◆ Action item ◆
Find the lines of data that contain the string "above", then list them.

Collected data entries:
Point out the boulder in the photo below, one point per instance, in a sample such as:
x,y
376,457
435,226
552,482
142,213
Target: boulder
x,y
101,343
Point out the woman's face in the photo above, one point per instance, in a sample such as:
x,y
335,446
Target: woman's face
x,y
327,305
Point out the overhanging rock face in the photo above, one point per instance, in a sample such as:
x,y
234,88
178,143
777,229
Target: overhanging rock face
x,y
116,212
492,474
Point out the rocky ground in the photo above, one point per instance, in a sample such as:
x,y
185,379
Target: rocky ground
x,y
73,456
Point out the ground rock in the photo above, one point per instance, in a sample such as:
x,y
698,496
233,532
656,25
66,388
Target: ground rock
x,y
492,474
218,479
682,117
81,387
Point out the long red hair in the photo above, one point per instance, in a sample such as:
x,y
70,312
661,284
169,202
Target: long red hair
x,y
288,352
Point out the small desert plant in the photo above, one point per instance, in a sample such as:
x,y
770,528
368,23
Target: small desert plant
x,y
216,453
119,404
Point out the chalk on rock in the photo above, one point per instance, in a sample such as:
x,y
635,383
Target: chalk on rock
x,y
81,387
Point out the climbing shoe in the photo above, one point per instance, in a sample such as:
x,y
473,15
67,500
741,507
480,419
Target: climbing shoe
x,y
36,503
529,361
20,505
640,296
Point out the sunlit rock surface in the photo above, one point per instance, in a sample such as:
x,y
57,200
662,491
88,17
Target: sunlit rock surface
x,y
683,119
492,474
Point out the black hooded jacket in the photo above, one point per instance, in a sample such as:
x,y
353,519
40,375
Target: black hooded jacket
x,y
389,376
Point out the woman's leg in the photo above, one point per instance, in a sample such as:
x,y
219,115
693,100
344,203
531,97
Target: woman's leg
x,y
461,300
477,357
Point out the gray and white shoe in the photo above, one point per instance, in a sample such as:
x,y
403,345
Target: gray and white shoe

◆ Problem solution ◆
Point out the woman's face in the photo above, one point per instance, in a sample such as:
Point out the overhanging rock face in the photo above, one point per instance, in a sample such as:
Point out the rocky ground in the photo above, one point per instance, in a sample such as:
Point out the ground rock in the photo above, one point per instance, in a sample such as:
Point out the long red hair in the photo above, one point per instance, in a sample such as:
Point out the small desert plant in the photo above, one point per instance, in a sample such as:
Point out the chalk on rock in the photo above, one point per instance, in a sample such as:
Point out the climbing shoe in the photo above, one point per instance, in a sample such as:
Point out the sunlit rock surface in the photo above, one point per instance, in a sample such as:
Point out the black hooded jacket in the photo above, one point per instance, in a sample such as:
Point out the woman's leg in the photo above, one point per instance, in a sample such as:
Point out the gray and white shoe in the photo above, one point per instance, in a sample such as:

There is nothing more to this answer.